* What is being asked *
Return the first line of the listing below and all the lines after it through the one containing "Find the red", exactly, without pictures.
(Beginning of Records)
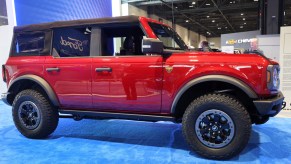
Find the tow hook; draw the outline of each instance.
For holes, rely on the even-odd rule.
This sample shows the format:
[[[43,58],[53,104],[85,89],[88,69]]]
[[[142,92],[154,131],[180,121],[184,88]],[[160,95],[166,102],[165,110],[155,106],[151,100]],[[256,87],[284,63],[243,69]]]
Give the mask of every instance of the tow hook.
[[[74,119],[75,121],[80,121],[80,120],[83,119],[83,117],[80,116],[80,115],[78,115],[78,114],[74,114],[74,115],[73,115],[73,119]]]

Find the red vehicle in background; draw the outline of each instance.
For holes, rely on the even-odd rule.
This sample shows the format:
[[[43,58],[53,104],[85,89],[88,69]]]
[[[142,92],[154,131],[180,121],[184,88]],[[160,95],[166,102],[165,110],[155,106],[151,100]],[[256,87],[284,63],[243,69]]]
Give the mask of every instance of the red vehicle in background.
[[[257,54],[190,52],[158,21],[115,17],[15,27],[2,66],[17,129],[45,138],[63,114],[182,123],[192,150],[231,158],[251,125],[281,110],[278,63]]]

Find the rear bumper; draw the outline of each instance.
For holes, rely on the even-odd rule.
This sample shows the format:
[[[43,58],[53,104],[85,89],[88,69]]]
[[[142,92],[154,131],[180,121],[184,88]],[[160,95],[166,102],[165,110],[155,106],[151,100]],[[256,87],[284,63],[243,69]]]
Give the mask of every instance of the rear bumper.
[[[5,104],[11,106],[11,104],[9,104],[8,101],[7,101],[7,96],[8,96],[8,95],[9,95],[9,93],[2,93],[2,94],[1,94],[1,100],[2,100]]]
[[[282,92],[279,92],[274,98],[255,100],[254,104],[260,115],[272,117],[277,115],[282,110],[283,100],[284,96]]]

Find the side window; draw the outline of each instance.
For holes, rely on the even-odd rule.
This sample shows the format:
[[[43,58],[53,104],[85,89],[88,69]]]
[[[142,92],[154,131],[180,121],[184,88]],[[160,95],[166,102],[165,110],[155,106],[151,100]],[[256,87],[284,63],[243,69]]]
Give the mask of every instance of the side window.
[[[45,50],[44,32],[16,33],[13,42],[13,56],[41,55]]]
[[[102,27],[101,55],[143,55],[141,51],[141,44],[144,36],[145,35],[139,27],[139,24]]]
[[[54,29],[53,56],[90,56],[91,27]]]

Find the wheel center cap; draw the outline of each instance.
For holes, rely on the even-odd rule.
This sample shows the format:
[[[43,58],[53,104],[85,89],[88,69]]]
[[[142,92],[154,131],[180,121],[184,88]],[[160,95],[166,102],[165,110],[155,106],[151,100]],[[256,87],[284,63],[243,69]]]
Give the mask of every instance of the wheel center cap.
[[[218,131],[218,127],[216,126],[216,125],[213,125],[212,127],[211,127],[211,129],[212,129],[212,131]]]

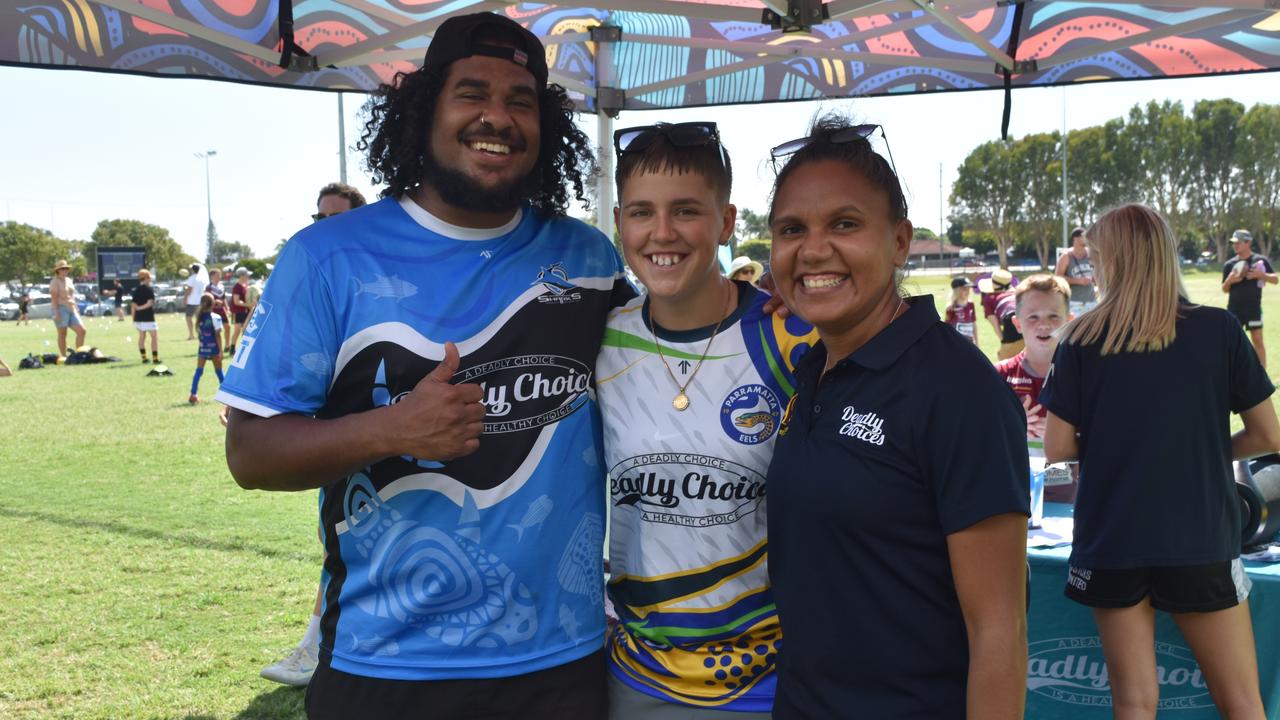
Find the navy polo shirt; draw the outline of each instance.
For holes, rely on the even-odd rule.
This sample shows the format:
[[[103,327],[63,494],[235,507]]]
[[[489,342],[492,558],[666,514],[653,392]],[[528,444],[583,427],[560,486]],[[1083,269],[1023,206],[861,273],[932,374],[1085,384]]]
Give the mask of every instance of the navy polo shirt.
(End of Records)
* Task solution *
Find the tow hook; draw the outline of each instance.
For holes, rely on the even-odd rule.
This sample shows the format:
[[[43,58],[53,104],[85,89],[88,69]]]
[[[142,92],[154,131],[180,121],[184,88]],[[160,95],[166,102],[165,110],[155,106],[151,100]],[[256,87],[284,63],[243,69]]]
Give the mask of every instance of the tow hook.
[[[74,119],[75,121],[80,121],[80,120],[83,119],[83,117],[80,116],[80,115],[78,115],[78,114],[74,114],[74,115],[73,115],[73,119]]]

Find the red vehicle in background; draw the outline of each instance.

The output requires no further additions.